PARTS OF THE EXERCISE:
1) Reproduce word for word the part of the commentary on Dobson that begins with the words containing "1.5 million people" and ends with "for a bordello.".
2) Please list each group of social conservatives that the commentary on Dobson introduces with the words "We who."
3) Summarize the commentary on Dobson in two sentences.

EXTRACT PROVIDED:
Dr. James Dobson, founder of Focus on the Family ministries and host of its radio program, is leaving the airwaves. For three decades, he has been the scourge of liberals and a trusted resource for conservative Christians; indeed, it seems people view him as either one extreme or the other. I’m that rare case who is ambivalent about him, so if you’re hoping to read either a hagiography or a broadside, you’re about to be disappointed.
1.5 million people listen to Dr. Dobson’s program every weekday, and most Christian stations broadcast it. I cut my ministry teeth on Christian radio and I never worked anywhere that didn’t carry the show. Even a decade ago, when I was just starting, Dobson’s influence could not be overestimated. He has come to be viewed as something of a “kingmaker,” and politicians vie for a nod from him on his program; such a gesture could translate into hundreds of thousands of votes. Because he’s so respected by his listeners, he can marshal that enormous audience to bombard Congress with letters and phone calls. And he can organize a boycott quicker than an ACORN staffer can cook the books for a bordello.
I and my fellow social conservatives owe a great debt to this man. We who grieve over the American holocaust of abortion have a great friend in Jim Dobson. We who view marriage as God’s sacred union of one man and one woman for life – a picture of Christ and the church – have a valued and effective ally in him. We who choose to educate our children at home rather than in public or private schools have found him to be one of our staunchest defenders against NEA propagandists and the paternalistic, intrusive regulatory presence of bureaucratic busybodies.
Other groups would be quick to thank him as well: For example, those who struggle with unwanted same-sex attractions are given no hope from establishment psychiatry, and homosexual activists only tell them that the change they seek is mythical; however, Focus’s Love Won Out conferences have helped thousands see that “myth” become a reality. And he has been an outspoken advocate for parents who feel that ADHD diagnoses and mood-altering medications are being foisted on their sons, boys who were guilty of nothing more than the sometimes-inconvenient-but-altogether-normal behaviors of boyhood.
But just like the rest of us, Dobson has his problems too, one of which is his skin: It’s just far too thin for the path he has chosen. His response to criticism is usually pouty, petty defensiveness. Not a good look for a man in his seventies. I’m just sayin’.
And there’s something disturbing about his tendency to be star-struck by any celebrity remotely connected to Christianity. When Mel Gibson was plugging The Passion of the Christ, Dobson brought him on and practically canonized him as the apostle to Hollywood. Not long after, Gibson was caught driving drunk and during his arrest, he delivered his now-infamous anti-Semitic conspiracy rant.

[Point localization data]
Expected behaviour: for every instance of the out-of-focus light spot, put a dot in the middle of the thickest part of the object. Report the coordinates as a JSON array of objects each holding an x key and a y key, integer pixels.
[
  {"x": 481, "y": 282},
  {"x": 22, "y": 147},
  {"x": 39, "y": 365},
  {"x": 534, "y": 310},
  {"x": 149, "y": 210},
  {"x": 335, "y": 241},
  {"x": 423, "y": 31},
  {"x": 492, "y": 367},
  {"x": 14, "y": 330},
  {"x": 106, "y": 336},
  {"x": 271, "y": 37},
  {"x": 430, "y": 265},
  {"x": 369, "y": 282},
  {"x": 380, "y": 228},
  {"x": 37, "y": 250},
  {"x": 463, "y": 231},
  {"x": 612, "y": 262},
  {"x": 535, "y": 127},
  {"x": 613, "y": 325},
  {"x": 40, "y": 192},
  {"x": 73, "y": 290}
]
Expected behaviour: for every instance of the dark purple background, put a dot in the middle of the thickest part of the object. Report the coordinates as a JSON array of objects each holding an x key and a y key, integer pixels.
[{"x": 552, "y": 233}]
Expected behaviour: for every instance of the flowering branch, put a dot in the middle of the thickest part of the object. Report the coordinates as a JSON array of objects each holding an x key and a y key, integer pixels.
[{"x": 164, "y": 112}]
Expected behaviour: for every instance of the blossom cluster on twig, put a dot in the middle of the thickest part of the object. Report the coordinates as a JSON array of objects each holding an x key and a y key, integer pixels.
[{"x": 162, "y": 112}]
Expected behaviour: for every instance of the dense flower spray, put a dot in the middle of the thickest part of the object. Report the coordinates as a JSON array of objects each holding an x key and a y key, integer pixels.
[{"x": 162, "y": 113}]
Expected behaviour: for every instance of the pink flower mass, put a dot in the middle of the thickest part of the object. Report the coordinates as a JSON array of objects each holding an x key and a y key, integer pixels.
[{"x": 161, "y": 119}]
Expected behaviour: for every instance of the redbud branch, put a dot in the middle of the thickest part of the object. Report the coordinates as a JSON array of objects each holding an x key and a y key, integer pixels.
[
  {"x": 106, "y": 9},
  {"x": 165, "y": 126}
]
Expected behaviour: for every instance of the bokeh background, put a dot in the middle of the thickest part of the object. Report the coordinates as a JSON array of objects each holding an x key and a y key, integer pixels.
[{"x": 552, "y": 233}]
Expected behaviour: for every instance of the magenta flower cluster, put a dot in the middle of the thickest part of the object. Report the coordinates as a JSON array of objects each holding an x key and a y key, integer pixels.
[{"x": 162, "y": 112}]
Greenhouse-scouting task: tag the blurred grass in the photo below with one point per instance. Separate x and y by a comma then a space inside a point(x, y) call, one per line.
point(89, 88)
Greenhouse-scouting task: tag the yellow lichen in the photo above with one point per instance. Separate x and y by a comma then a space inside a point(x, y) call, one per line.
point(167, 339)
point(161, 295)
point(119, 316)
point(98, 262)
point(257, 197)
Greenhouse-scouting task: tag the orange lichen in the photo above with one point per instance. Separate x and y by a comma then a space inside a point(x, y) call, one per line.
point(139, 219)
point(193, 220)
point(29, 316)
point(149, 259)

SOLVED TASKS:
1)
1.5 million people listen to Dr. Dobson’s program every weekday, and most Christian stations broadcast it. I cut my ministry teeth on Christian radio and I never worked anywhere that didn’t carry the show. Even a decade ago, when I was just starting, Dobson’s influence could not be overestimated. He has come to be viewed as something of a “kingmaker,” and politicians vie for a nod from him on his program; such a gesture could translate into hundreds of thousands of votes. Because he’s so respected by his listeners, he can marshal that enormous audience to bombard Congress with letters and phone calls. And he can organize a boycott quicker than an ACORN staffer can cook the books for a bordello.

2)
- Those who grieve over the American holocaust of abortion
- Those who view marriage as God's sacred union of one man and one woman for life, a picture of Christ and the church
- Those who choose to educate their children at home rather than in public or private schools

3) James Dobson is leaving the airwaves after three decades as founder of Focus on the Family and host of its radio program, which 1.5 million people hear every weekday. The writer, who is ambivalent about him, credits his political influence and his support for social conservatives on abortion, marriage and homeschooling, but faults his thin skin toward criticism and his tendency to be star-struck by celebrities such as Mel Gibson.